▶ _ИСХОДНЫЙ ТЕКСТ_
========
К счастью, для меня все окончилось благополучно, хотя из 80 человек было принято всего 12. В их числе оказался и я. В Киев полетели две телеграммы: одна - товарищам по батальону, другая - жене. Я сообщал ей, что можно выезжать в Ленинград.
Учеба на военном отделении совпала по времени с годами первой пятилетки. Газеты ежедневно приносили добрые вести. Все громче звучал патриотический призыв: "Пятилетку в четыре года!"
Мы старались возможно лучше учиться, но этого нам казалось мало. Хотелось скорее применить полученные знания на практике. Вот тогда-то и возникла мысль пройти весь курс обучения за четыре года вместо пяти.
Вначале командование и ректорат института отнеслись к нашей идее с недоверием. Но потом этот вопрос изучили более детально, и в конечном итоге наш "встречный" план был утвержден.
Заниматься приходилось очень много, но мы не жаловались. У нас были прекрасные преподаватели. Лекции по военным дисциплинам читали и видные военачальники, в их числе - М. Н. Тухачевский. Он читал курс "Основы стратегии". В ту пору Тухачевский командовал Ленинградским военным округом. Несмотря на огромную занятость, он приезжал к нам, будущим военным инженерам, чтобы поделиться своим богатым опытом, разобрать и детально проанализировать в нашем присутствии крупнейшие операции минувших войн.
Меня охватило отчаяние. Но я постарался взять себя в руки. Вспомнив уроки, преподанные мне Гербановским и Ильюкевичем, начал искать выход из создавшегося положения. Отправил красноармейцев на поиски. Лишь на паровой мельнице им удалось раздобыть кусок сыромятной кожи. Сделали приводной ремень, установили его. Завели двигатель - передача проскальзывает. Казалось бы, все возможности исчерпаны. И тут мне опять вспомнились слова Федора Федоровича: "Думай, ищи, советуйся. Безвыходных ситуаций не бывает".
И действительно, вскоре появилась новая идея: прошить мягкий ремень проволокой, которая не даст ему растягиваться. Сделали. Получилось! Станция заработала вновь.
Красноармейцу, который нес ответственность за эксплуатацию агрегата питания, изрядно досталось от меня.
Да и товарищи по команде откровенно поговорили с ним. Дело тут было не в том, что оборвался злополучный ремень. Техника есть техника. Неисправности всегда могут появиться. А вот позаботиться о том, чтобы двигатель был обеспечен запасными деталями, он был обязан. Уж как ни трудно приходилось в те годы с техническим имуществом, а ремень на складе батальона наверняка нашелся бы.
Этот, казалось бы, рядовой случай заставил серьезно задуматься и меня. Ведь я не проверил свое хозяйство перед выездом на штабные учения, не подумал о возможных неисправностях.
========
Записи из набора данных
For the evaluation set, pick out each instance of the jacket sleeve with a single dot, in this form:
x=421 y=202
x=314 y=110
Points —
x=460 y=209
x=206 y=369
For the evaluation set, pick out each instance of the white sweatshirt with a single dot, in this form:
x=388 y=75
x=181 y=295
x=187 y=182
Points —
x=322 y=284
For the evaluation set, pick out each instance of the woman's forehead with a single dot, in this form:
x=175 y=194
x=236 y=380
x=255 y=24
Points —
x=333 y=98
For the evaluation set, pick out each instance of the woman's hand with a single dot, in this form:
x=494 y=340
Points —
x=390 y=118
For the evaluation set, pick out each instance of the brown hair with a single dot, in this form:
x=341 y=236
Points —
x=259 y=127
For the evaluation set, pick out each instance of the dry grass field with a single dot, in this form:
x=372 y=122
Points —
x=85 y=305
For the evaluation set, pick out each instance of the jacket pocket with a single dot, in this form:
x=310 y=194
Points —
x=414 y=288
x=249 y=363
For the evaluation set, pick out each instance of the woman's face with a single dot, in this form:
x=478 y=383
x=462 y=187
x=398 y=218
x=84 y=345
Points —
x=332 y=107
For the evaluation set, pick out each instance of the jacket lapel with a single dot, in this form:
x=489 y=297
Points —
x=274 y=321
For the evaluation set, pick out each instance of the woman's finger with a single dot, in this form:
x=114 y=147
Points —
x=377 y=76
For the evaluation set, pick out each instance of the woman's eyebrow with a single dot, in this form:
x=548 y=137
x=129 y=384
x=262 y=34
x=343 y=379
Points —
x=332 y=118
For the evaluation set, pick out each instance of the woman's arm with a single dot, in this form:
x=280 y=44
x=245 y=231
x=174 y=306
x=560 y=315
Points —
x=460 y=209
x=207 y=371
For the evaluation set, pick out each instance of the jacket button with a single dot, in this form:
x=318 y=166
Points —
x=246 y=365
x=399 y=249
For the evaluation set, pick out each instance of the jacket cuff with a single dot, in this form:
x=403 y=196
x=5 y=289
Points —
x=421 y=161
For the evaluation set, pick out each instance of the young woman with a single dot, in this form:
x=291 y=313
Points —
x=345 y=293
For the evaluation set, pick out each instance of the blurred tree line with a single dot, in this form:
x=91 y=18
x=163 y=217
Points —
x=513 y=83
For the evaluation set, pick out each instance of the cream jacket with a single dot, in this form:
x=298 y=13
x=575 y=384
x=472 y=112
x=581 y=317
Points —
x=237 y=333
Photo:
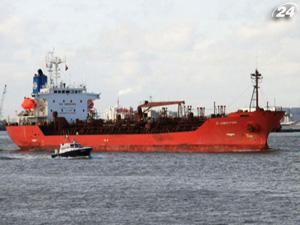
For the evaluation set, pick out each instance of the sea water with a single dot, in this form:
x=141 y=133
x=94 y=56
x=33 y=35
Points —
x=152 y=188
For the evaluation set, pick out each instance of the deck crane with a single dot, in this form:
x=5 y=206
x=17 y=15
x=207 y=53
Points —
x=2 y=100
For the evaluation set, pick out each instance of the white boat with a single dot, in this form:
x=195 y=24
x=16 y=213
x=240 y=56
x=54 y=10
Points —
x=72 y=150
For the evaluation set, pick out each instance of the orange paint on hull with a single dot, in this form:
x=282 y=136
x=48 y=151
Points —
x=237 y=132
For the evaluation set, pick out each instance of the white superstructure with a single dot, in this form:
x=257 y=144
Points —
x=56 y=98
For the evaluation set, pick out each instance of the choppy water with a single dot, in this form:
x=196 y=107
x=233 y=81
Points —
x=126 y=188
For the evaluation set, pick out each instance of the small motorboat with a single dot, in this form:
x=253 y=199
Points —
x=72 y=150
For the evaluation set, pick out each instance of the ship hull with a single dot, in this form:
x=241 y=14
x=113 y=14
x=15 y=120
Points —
x=236 y=132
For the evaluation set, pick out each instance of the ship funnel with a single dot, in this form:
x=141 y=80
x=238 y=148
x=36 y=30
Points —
x=39 y=81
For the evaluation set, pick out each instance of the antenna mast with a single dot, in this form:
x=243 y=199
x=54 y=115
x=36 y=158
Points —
x=52 y=64
x=255 y=77
x=2 y=100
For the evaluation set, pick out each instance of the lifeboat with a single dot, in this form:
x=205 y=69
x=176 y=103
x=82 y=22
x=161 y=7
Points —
x=29 y=104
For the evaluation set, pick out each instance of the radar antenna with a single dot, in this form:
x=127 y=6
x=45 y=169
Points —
x=255 y=77
x=52 y=64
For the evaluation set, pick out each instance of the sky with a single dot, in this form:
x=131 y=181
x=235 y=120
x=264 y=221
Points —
x=192 y=50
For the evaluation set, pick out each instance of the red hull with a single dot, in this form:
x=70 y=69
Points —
x=237 y=132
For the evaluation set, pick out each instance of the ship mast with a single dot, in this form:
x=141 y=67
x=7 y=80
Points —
x=52 y=64
x=255 y=77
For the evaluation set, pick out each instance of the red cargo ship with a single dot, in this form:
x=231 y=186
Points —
x=56 y=110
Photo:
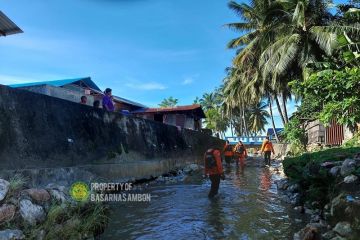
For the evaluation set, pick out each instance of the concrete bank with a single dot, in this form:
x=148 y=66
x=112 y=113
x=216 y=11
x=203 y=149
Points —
x=50 y=138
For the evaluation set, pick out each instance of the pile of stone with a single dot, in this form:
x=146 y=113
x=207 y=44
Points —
x=339 y=219
x=25 y=207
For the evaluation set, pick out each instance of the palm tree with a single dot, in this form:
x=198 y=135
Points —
x=258 y=117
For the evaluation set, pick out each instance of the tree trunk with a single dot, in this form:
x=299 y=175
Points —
x=279 y=109
x=272 y=120
x=285 y=108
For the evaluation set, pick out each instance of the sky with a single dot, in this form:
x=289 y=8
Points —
x=145 y=50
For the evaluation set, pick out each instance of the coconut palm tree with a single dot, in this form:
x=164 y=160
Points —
x=258 y=117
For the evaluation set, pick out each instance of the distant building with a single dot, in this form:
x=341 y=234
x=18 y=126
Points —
x=7 y=27
x=271 y=134
x=73 y=89
x=182 y=116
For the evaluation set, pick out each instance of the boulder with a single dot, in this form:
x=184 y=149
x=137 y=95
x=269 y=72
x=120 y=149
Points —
x=58 y=195
x=10 y=234
x=282 y=184
x=39 y=195
x=348 y=166
x=4 y=188
x=329 y=235
x=293 y=188
x=350 y=179
x=7 y=212
x=30 y=212
x=334 y=171
x=308 y=233
x=343 y=229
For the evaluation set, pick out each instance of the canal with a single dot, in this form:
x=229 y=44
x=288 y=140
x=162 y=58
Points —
x=248 y=207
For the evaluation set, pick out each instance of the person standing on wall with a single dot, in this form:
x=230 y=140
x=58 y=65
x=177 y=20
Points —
x=267 y=148
x=240 y=154
x=213 y=169
x=228 y=152
x=107 y=100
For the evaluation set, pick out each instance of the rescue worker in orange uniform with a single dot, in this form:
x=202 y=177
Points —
x=267 y=148
x=213 y=169
x=240 y=153
x=228 y=152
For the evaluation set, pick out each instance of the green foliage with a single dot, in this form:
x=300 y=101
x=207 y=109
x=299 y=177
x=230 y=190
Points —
x=337 y=91
x=305 y=169
x=169 y=102
x=353 y=142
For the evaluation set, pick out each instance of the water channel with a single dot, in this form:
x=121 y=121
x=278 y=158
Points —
x=248 y=207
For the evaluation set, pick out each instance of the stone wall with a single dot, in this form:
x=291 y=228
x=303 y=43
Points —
x=41 y=134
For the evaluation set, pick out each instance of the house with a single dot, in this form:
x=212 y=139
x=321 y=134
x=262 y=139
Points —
x=182 y=116
x=73 y=89
x=7 y=27
x=271 y=134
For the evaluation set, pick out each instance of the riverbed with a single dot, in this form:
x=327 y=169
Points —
x=247 y=207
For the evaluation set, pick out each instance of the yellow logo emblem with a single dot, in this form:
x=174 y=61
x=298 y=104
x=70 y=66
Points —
x=79 y=191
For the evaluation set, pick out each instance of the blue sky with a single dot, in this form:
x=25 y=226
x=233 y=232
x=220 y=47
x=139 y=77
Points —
x=145 y=50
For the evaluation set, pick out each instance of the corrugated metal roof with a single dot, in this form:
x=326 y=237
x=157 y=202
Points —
x=7 y=26
x=59 y=83
x=194 y=107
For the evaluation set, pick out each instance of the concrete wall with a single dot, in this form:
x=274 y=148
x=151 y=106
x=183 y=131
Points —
x=42 y=132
========
Ответьте на вопросы по исходному тексту, помечая ответы так же.
(a) Сколько человек из 80 было принято?
(b) Какой курс читал М. Н. Тухачевский?
(c) Чем прошили мягкий ремень, чтобы он не растягивался?

(a) Было принято 12 человек.
(b) Он читал курс «Основы стратегии».
(c) Ремень прошили проволокой.